Collected data entries:
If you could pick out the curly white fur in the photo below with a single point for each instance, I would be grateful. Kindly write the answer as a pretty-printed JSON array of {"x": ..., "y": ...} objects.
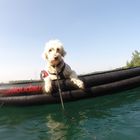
[{"x": 53, "y": 54}]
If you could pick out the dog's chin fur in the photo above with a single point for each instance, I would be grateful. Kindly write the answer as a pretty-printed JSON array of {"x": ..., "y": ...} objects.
[{"x": 54, "y": 49}]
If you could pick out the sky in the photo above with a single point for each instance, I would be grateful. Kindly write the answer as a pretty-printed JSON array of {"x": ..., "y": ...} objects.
[{"x": 97, "y": 35}]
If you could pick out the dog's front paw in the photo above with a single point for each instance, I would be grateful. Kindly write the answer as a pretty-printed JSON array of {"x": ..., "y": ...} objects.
[{"x": 78, "y": 83}]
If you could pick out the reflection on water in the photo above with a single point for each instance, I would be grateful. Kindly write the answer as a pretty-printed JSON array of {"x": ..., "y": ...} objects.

## Given instruction:
Please express the material above as a JSON list of strings, one string per line, leaving out blank lines and the pictures.

## Final result:
[
  "If you could pick out the curly white fur in the photo below with a single point for each instance, I would be grateful. Kindly write the answer as a pretty-printed JSON array of {\"x\": ..., \"y\": ...} objects.",
  "[{\"x\": 53, \"y\": 54}]",
  "If you could pick out the dog's chin fur in the photo above with a single point for each instance, I would be grateful. Kindly write the answer as a pretty-printed JSON array of {\"x\": ..., \"y\": ...} objects.",
  "[{\"x\": 54, \"y\": 49}]",
  "If you could pick out the sky in the photo above with a single point for each instance, I would be grateful. Kindly write the answer as a pretty-printed JSON array of {\"x\": ..., \"y\": ...} objects.",
  "[{\"x\": 97, \"y\": 35}]",
  "If you could pick out the dog's front paw in the photo above with a single point for each instance, I would be grateful. Kindly write the answer as a pretty-printed JSON array of {\"x\": ..., \"y\": ...} objects.",
  "[{\"x\": 78, \"y\": 83}]",
  "If you could pick out the reflection on water in the photo above with a single point for each instance, I would be grateful. Kindly write the answer as a pretty-printed JSON array of {\"x\": ..., \"y\": ...} objects."
]